▶ [VORLIEGENDER TEXT]:
━━━━━━━━━━━━━━━━
In einem lange zähen und umkämpften Nachbarschaftsduell setzt sich der Vize-Weltmeister durch.
Düsseldorf (SID) – Frankreich hat sich trotz seiner weiterhin lahmenden Offensivabteilung ins Viertelfinale gequält und darf vom ersten EM-Titel seit 24 Jahren träumen. In einem lange zähen und umkämpften Nachbarschaftsduell mit Domenico Tedescos Belgiern setzte sich die Mannschaft um Maskenmann Kylian Mbappe erneut dank eines Eigentores mit 1:0 (0:0) durch und steht erstmals seit 2016 wieder unter den letzten Acht.
━━━━━━━━━━━━━━━━
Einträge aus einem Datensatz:
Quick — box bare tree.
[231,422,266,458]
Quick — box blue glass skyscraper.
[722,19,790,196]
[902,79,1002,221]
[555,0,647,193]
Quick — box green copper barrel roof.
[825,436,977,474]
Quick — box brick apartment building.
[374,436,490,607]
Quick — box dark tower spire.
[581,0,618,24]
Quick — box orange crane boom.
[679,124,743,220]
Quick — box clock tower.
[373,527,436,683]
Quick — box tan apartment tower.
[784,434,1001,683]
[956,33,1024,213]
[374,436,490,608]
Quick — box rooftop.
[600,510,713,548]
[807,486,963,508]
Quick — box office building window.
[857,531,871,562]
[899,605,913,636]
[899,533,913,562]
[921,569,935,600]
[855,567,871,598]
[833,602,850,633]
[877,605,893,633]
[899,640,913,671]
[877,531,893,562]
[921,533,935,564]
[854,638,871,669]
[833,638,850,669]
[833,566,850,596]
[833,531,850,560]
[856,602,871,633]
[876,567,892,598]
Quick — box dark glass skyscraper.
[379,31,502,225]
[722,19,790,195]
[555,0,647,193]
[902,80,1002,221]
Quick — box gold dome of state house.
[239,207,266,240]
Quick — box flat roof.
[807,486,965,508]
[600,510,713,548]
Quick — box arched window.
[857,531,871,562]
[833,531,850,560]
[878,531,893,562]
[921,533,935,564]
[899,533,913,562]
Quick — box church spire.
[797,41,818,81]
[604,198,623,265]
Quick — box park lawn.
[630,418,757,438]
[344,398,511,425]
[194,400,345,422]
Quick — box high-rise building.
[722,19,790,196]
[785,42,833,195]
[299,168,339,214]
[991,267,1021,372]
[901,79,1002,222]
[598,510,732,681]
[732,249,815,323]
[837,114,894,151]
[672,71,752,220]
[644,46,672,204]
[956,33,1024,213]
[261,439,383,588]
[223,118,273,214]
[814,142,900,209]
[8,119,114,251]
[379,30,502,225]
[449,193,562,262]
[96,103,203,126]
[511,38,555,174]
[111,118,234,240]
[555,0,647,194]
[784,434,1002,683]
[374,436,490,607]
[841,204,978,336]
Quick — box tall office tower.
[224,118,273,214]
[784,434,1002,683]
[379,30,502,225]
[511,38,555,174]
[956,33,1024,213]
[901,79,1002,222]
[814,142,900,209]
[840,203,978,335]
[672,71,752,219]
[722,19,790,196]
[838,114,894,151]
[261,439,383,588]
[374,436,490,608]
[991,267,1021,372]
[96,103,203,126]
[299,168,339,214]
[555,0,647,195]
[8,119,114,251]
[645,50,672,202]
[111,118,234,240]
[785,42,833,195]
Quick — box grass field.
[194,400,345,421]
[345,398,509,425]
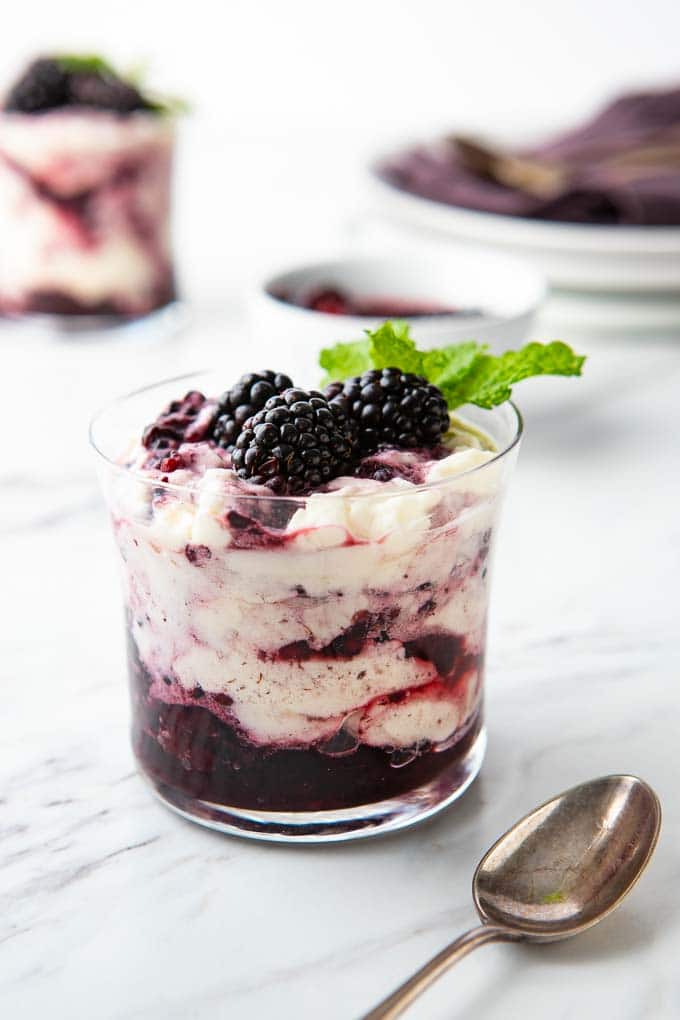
━━━━━━━━━━━━━━━━
▶ [ZU ERLEDIGENDE AUFGABE]: Wie kam laut dem Spielbericht über Frankreich gegen Belgien das einzige Tor der Partie zustande?

▶ [ANTWORT ZUR AUFGABE]: Durch ein Eigentor, mit dem Frankreich 1:0 gewann.